Records for the exercise:
----

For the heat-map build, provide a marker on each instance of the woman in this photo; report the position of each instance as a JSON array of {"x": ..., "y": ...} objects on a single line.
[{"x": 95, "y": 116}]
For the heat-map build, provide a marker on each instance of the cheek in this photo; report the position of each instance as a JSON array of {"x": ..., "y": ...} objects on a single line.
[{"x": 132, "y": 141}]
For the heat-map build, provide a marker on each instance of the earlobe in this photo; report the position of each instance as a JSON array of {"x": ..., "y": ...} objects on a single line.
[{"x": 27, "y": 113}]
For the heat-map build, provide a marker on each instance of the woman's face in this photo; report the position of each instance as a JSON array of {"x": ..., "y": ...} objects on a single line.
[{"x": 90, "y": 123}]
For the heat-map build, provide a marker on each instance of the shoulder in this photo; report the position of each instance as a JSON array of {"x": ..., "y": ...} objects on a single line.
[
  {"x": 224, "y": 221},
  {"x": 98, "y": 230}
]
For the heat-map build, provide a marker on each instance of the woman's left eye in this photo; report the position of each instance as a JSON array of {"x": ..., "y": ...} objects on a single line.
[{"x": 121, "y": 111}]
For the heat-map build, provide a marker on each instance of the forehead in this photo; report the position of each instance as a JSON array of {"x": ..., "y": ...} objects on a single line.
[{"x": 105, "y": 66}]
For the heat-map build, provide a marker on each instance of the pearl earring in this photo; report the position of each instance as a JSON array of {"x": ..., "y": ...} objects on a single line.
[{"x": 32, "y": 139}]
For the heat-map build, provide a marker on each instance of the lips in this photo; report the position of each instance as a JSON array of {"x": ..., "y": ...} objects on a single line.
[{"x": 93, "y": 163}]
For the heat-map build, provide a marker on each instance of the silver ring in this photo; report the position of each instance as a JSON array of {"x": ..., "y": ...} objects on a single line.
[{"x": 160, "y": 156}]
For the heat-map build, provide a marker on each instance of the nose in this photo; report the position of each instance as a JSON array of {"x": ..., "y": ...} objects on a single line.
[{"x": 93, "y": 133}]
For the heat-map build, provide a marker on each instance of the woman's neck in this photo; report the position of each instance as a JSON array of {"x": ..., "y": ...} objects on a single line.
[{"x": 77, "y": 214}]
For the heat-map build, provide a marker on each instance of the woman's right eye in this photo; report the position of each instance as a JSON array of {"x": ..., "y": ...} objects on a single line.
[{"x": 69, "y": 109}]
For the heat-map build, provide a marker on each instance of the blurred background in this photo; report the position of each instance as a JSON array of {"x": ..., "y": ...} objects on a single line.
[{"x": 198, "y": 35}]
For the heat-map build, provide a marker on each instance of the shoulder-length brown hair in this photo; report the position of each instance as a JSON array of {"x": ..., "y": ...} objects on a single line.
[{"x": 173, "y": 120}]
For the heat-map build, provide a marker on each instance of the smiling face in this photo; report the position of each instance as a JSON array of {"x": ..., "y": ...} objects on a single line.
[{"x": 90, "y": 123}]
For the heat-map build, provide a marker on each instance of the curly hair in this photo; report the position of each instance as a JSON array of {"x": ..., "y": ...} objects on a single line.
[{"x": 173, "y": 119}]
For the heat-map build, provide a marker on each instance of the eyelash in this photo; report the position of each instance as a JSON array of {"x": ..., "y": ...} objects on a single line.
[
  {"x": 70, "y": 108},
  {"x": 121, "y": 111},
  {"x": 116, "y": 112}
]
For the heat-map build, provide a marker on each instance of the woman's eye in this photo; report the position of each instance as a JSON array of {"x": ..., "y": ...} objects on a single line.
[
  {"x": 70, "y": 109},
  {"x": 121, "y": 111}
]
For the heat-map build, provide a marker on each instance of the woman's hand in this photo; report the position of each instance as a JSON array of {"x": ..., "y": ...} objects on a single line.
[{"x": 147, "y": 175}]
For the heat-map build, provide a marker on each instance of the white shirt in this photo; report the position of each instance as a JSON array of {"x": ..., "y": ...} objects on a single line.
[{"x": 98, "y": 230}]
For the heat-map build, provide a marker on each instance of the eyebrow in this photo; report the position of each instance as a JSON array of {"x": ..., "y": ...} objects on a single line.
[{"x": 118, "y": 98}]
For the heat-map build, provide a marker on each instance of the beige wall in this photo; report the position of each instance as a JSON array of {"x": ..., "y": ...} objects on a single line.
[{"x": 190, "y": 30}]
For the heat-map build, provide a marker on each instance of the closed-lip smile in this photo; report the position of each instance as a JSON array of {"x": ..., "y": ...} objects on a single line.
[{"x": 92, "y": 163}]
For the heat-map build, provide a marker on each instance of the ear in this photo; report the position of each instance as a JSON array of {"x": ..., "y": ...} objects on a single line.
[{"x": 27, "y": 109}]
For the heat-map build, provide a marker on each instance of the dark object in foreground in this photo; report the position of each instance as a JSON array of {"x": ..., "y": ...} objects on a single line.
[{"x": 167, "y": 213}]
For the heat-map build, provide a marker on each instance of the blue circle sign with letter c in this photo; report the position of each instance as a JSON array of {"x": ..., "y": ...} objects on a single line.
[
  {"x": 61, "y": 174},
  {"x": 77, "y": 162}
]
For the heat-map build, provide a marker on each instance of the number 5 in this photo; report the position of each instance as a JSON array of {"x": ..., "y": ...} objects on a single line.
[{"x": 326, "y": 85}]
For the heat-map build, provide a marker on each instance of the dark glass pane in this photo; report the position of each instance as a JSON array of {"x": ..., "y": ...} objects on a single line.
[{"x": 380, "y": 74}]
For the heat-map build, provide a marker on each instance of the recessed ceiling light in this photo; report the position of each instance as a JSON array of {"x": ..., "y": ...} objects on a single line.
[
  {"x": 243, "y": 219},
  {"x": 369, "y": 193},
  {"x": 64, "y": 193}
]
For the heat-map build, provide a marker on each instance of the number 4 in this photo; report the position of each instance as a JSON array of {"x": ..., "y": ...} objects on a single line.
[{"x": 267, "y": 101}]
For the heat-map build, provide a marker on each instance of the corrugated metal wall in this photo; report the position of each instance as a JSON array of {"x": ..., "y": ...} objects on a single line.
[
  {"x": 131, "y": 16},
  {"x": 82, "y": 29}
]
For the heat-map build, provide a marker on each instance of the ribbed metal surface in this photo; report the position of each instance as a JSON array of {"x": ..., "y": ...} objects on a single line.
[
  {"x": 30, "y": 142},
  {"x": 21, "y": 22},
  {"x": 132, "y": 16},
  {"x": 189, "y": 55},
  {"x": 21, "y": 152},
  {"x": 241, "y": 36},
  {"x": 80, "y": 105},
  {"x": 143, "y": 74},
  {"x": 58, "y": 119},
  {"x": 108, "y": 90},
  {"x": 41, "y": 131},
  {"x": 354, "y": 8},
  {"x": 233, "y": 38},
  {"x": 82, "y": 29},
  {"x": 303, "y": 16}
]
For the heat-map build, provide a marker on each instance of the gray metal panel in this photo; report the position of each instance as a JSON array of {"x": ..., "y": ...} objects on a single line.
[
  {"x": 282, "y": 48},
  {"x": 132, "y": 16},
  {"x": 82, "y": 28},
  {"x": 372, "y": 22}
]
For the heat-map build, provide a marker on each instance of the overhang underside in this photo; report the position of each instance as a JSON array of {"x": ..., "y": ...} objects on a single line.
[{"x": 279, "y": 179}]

----

Aim: Copy every item above word for word, keeping them in their original order.

Exercise output:
For the heat-map build, provide a marker on each instance of the woman in this photo; report the position of each instance as a JSON array of {"x": ..., "y": ...} objects on a single line.
[{"x": 95, "y": 116}]
For the heat-map build, provide a marker on each instance of the cheek in this photo; report the position of each instance as a JSON array of {"x": ..., "y": ...} objects on a single line.
[{"x": 132, "y": 141}]
For the heat-map build, provide a marker on each instance of the earlobe in this photo; report the position of each instance as a JSON array of {"x": ..., "y": ...} objects on a single line.
[{"x": 27, "y": 113}]
For the heat-map build, provide a marker on each instance of the woman's face in this photo; report the position of each instance as a JSON array of {"x": ..., "y": ...} objects on a single line.
[{"x": 90, "y": 123}]
For the heat-map build, provide a marker on each instance of the shoulder in this photo; report the position of each instance as a JSON array of {"x": ..., "y": ...} objects on a single line.
[
  {"x": 224, "y": 221},
  {"x": 98, "y": 230}
]
For the heat-map build, provide a marker on each instance of the woman's left eye in this photo; report the position of each instance as a JSON array of {"x": ..., "y": ...} objects on a single line.
[{"x": 121, "y": 111}]
For the heat-map build, provide a marker on each instance of the forehead in this photo; report the position of each instance as a JSON array of {"x": ..., "y": ...} objects on a single line.
[{"x": 105, "y": 66}]
For the heat-map build, provide a marker on each instance of the pearl earring in this photo; report the position of each instance as a JSON array of {"x": ..., "y": ...} objects on a single line.
[{"x": 32, "y": 139}]
For the heat-map build, provide a marker on each instance of the lips in this photo; report the position of each instance as a JSON array of {"x": ..., "y": ...} objects on a single line.
[{"x": 93, "y": 163}]
For the heat-map build, provide a marker on each instance of the silver ring in this photo; report the position of each instance as a JSON array of {"x": ..., "y": ...} objects on a single line.
[{"x": 160, "y": 156}]
For the heat-map build, provide a marker on each instance of the nose in this photo; report the position of each instance as a JSON array of {"x": ..., "y": ...} objects on a single line.
[{"x": 93, "y": 133}]
For the heat-map build, provide a marker on each instance of the woman's neck in this photo; report the position of each instance as a JSON array of {"x": ..., "y": ...} objects on a single line.
[{"x": 77, "y": 214}]
For the heat-map build, provide a marker on each instance of the woman's right eye in this photo; report the position of each instance as a JSON array of {"x": ..., "y": ...} objects on a single line.
[{"x": 69, "y": 109}]
For the heat-map build, provide a marker on each instance of the blurred background in this photo; report the position of each instance as a JSON array of {"x": ..., "y": ...} objects on a single line.
[{"x": 198, "y": 35}]
For the heat-map build, provide a marker on each instance of the shoulder-length brown hair in this photo; report the position of each instance as a JSON array of {"x": ..., "y": ...} objects on a single line.
[{"x": 173, "y": 120}]
For the heat-map build, provide a marker on each instance of the smiling face in this photo; report the position of each instance as a JSON array of {"x": ..., "y": ...} objects on a single line.
[{"x": 90, "y": 123}]
For the heat-map build, provide a marker on each instance of the curly hair in this photo; report the position of each instance as a JSON array of {"x": ..., "y": ...} objects on a single line.
[{"x": 173, "y": 119}]
For the heat-map build, provide a marker on each instance of the eyelash in this photo; report the position of each instance as a JSON array of {"x": ..., "y": ...} objects on a single line.
[
  {"x": 70, "y": 108},
  {"x": 121, "y": 111},
  {"x": 116, "y": 112}
]
For the heat-map build, provide a marker on each instance of the woman's eye in this photo; report the position of each instance as a JSON array of {"x": ..., "y": ...} objects on a single line.
[
  {"x": 70, "y": 109},
  {"x": 121, "y": 111}
]
For the heat-map build, provide a marker on each instance of the woman's hand in this photo; report the position of each instance as a JSON array of {"x": ..., "y": ...} objects on a single line.
[{"x": 147, "y": 175}]
For the heat-map build, provide a marker on each instance of the white shirt in this photo; report the position of each instance as a JSON array of {"x": ..., "y": ...} objects on a single line.
[{"x": 98, "y": 230}]
For the heat-map build, provide a marker on each instance of the eyebrow in this photo; report the position of each instance as a JSON array of {"x": ..., "y": ...} objects on a single line.
[{"x": 118, "y": 98}]
For the heat-map build, provide a marker on each instance of the beige wall in this photo; report the position of each instance as a JSON array of {"x": ..., "y": ...} objects on a single line.
[{"x": 190, "y": 30}]
For the heat-map build, provide a marker on each instance of the closed-lip smile in this photo; report the position of each instance as a JSON array of {"x": ..., "y": ...} objects on a single line.
[{"x": 92, "y": 163}]
For the heat-map build, provide a marker on each instance of the ear in this photo; report the position of each instance as a JSON array of {"x": ..., "y": ...} objects on a single line.
[{"x": 27, "y": 109}]
For the heat-map build, provide a marker on each instance of the dark object in foreground in this photo; report the position of each instance as a JSON array of {"x": ..., "y": ...} objects on a single line.
[{"x": 167, "y": 213}]
For the heat-map build, provide a marker on each instance of the blue circle sign with letter c in this photo; report the position of each instance as a JSON array of {"x": ..., "y": ...} objects on a single line.
[
  {"x": 61, "y": 174},
  {"x": 77, "y": 162}
]
For the heat-map build, provide a marker on each instance of the number 5 in this photo; report the position of each instance as a JSON array of {"x": ..., "y": ...} objects on a single line.
[{"x": 326, "y": 85}]
For the heat-map build, provide a marker on each instance of the dark glass pane in this photo; report the position of each instance as a JSON array of {"x": ..., "y": ...} objects on a single line.
[{"x": 380, "y": 74}]
For the heat-map build, provide a marker on each instance of the recessed ceiling light in this photo; report the position of each instance as a JSON array of {"x": ..., "y": ...} objects on a single line.
[
  {"x": 243, "y": 219},
  {"x": 369, "y": 193},
  {"x": 64, "y": 193}
]
For the heat-map build, provide a marker on each instance of the number 4 in this photo; report the position of each instance as a JSON array of {"x": ..., "y": ...} objects on a single line.
[{"x": 267, "y": 101}]
For the heat-map build, provide a marker on each instance of the corrugated metal wall in this photo; report the position of each instance as a JSON array of {"x": ..., "y": ...} objects on a single line.
[
  {"x": 131, "y": 16},
  {"x": 82, "y": 29}
]
For the heat-map build, provide a marker on each instance of the ribbed metal surface in this photo; report the position of each instance as a JSON array of {"x": ..., "y": ...} objects on a single line.
[
  {"x": 30, "y": 142},
  {"x": 21, "y": 22},
  {"x": 132, "y": 16},
  {"x": 189, "y": 55},
  {"x": 21, "y": 152},
  {"x": 241, "y": 36},
  {"x": 80, "y": 105},
  {"x": 143, "y": 74},
  {"x": 58, "y": 119},
  {"x": 108, "y": 90},
  {"x": 41, "y": 131},
  {"x": 354, "y": 8},
  {"x": 233, "y": 38},
  {"x": 82, "y": 29},
  {"x": 303, "y": 16}
]
For the heat-map build, provide a marker on each instance of the gray metal panel in this photo; report the position of each instance as a JSON array of {"x": ..., "y": ...} objects on a single line.
[
  {"x": 282, "y": 48},
  {"x": 132, "y": 16},
  {"x": 82, "y": 28},
  {"x": 372, "y": 22}
]
For the heat-map build, provide a marker on each instance of the overhang underside in this photo; report the position of each instance as a JSON array of {"x": ..., "y": ...} objects on a single line.
[{"x": 279, "y": 179}]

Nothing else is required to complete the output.